> _WHAT TO PRODUCE_
All lines from the line containing "Target: man in dark polo shirt" up to and including the last line of the entries must be written out exactly, with no others.
BEGIN PROVIDED DATA
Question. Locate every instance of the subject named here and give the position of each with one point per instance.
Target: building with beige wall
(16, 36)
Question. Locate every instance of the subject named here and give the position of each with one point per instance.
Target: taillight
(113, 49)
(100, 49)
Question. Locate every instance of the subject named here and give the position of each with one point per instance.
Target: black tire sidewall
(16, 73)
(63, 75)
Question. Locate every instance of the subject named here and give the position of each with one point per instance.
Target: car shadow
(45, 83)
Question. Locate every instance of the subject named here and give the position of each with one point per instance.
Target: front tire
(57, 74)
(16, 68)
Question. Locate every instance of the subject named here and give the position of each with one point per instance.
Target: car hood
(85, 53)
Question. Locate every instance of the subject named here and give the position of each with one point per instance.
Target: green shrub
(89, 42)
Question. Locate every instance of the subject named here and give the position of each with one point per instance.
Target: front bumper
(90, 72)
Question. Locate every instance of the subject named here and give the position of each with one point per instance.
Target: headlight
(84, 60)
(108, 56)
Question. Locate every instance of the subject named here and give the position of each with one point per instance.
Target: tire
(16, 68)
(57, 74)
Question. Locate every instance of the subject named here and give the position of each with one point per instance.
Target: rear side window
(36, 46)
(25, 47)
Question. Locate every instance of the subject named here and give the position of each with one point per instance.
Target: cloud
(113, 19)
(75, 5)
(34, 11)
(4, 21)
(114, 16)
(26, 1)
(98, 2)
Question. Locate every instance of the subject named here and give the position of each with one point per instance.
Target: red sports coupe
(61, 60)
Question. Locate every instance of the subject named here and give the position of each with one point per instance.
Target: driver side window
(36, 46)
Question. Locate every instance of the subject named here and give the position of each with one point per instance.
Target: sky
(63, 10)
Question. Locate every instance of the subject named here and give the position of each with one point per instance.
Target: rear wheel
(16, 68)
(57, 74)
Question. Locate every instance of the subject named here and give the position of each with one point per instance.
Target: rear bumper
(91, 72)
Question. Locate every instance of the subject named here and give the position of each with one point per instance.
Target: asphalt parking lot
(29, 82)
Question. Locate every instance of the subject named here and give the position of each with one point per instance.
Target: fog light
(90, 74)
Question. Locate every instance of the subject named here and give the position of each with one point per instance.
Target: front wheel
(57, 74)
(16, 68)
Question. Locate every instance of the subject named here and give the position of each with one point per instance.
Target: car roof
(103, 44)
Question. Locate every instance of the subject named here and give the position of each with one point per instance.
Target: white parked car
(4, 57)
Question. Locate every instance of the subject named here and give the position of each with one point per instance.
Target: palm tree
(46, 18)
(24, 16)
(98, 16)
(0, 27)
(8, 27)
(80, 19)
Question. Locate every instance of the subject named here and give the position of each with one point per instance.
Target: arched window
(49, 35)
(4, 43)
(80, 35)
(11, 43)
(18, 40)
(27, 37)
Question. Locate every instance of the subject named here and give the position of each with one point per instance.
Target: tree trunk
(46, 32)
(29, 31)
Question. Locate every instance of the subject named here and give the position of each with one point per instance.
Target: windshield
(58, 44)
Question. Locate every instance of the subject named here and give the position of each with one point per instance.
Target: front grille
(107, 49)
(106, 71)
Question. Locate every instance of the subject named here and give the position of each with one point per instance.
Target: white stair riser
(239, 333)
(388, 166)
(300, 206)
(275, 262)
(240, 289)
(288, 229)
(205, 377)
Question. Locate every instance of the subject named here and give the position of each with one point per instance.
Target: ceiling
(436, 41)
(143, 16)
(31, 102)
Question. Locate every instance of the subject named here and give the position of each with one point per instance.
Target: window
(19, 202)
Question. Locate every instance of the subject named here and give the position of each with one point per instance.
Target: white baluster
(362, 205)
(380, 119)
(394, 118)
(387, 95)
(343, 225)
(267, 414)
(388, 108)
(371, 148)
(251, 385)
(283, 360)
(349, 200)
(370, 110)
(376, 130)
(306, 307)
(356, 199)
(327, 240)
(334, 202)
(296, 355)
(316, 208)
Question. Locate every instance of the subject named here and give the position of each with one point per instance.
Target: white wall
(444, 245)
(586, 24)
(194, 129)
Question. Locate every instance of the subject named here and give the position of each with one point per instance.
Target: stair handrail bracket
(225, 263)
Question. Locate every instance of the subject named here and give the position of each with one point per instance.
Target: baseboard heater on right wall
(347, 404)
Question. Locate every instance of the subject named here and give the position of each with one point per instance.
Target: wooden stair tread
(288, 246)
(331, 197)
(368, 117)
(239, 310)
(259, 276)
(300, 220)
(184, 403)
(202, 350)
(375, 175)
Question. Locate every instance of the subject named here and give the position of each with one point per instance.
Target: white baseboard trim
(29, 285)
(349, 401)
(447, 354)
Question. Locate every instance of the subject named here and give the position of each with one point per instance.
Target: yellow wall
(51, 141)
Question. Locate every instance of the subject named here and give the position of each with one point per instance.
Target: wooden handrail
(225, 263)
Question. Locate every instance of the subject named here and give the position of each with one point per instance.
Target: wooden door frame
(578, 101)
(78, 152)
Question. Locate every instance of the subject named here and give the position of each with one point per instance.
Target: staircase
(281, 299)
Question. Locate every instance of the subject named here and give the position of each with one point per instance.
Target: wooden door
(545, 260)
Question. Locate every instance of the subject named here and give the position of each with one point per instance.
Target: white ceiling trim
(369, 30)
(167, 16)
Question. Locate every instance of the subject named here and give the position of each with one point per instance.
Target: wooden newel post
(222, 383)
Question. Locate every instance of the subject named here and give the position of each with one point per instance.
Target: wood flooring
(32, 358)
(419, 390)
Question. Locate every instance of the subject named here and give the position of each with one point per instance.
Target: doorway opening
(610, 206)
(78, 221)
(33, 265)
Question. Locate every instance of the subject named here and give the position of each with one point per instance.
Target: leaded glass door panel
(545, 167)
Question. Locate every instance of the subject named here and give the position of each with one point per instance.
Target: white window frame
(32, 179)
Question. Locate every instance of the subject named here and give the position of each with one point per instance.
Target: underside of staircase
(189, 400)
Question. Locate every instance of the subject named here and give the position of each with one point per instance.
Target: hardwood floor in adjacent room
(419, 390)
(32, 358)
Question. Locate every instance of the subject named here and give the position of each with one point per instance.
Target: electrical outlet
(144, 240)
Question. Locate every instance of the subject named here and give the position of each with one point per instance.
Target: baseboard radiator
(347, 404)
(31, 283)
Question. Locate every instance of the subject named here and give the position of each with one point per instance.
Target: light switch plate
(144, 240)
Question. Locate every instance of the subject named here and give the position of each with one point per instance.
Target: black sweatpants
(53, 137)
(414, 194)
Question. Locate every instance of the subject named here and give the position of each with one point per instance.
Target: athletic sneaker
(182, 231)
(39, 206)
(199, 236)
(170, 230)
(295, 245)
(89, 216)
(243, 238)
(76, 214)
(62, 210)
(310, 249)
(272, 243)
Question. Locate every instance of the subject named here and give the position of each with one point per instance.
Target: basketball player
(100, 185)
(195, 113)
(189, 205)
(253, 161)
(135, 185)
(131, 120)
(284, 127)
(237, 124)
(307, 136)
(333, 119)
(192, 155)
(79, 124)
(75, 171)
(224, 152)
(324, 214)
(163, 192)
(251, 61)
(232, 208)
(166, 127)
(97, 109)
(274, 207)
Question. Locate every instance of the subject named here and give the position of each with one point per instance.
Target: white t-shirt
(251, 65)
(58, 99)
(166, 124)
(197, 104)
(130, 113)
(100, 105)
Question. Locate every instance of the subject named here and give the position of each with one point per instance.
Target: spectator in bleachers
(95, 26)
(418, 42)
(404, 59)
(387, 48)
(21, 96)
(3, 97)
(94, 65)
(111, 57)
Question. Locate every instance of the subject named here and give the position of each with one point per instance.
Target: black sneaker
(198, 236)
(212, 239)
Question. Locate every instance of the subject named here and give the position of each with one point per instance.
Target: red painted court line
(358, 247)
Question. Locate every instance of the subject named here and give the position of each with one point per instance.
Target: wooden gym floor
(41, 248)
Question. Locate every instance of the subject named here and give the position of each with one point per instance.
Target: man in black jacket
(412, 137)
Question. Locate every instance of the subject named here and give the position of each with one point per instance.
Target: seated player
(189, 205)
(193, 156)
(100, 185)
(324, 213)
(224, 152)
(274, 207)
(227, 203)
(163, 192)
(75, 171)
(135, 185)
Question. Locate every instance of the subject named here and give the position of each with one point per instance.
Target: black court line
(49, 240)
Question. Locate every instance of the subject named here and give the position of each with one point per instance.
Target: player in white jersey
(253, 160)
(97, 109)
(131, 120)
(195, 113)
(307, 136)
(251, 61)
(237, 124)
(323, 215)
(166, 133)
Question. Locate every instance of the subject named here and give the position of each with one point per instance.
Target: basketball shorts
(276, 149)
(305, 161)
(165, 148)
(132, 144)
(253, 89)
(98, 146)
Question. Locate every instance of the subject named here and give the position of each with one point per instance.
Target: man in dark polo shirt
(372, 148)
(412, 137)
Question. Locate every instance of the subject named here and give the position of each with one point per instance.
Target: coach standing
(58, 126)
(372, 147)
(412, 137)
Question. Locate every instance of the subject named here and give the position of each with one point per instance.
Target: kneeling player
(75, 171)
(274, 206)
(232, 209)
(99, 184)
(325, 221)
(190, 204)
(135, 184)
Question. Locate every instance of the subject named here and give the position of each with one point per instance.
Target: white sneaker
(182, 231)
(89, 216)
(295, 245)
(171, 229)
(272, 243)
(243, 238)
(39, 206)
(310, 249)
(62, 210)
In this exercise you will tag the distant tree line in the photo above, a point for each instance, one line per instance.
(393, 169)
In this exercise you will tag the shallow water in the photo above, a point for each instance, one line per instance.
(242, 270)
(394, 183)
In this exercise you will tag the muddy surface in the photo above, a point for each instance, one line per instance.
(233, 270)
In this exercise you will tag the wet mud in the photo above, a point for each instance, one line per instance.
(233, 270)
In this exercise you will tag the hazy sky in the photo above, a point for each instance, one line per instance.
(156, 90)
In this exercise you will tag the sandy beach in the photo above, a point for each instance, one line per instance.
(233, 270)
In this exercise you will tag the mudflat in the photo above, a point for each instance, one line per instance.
END PROVIDED DATA
> _EXERCISE ANSWER_
Target: man in dark polo shirt
(372, 148)
(412, 137)
Question. Locate every instance of the subject named here and give the position of each with one point per instance.
Target: coach standing
(58, 126)
(372, 147)
(412, 137)
Question. Locate every instance of the subject named here and give the position of each with one point per instance.
Target: kneeling player
(75, 171)
(274, 206)
(232, 209)
(99, 184)
(325, 221)
(190, 204)
(135, 184)
Question. Locate every instance of the subject named here and give the position of each with one point per instance.
Target: white sneaker
(182, 231)
(89, 216)
(295, 245)
(171, 229)
(272, 243)
(243, 238)
(39, 206)
(310, 249)
(62, 210)
In this exercise you will tag the distant tree line in the photo above, a point for each instance, one line per instance.
(393, 169)
In this exercise you will tag the shallow water in the photo above, a point for each instance, one line per instance.
(242, 270)
(394, 183)
In this exercise you will tag the muddy surface in the photo above, a point for each instance, one line per instance.
(233, 270)
In this exercise you will tag the wet mud in the photo above, a point for each instance, one line per instance.
(233, 270)
In this exercise you will tag the hazy sky in the photo above, a point for each instance, one line per instance.
(156, 90)
In this exercise you will tag the sandy beach in the photo above, a point for each instance, one line per instance.
(233, 270)
In this exercise you will tag the mudflat in the photo above, a point for each instance, one line per instance.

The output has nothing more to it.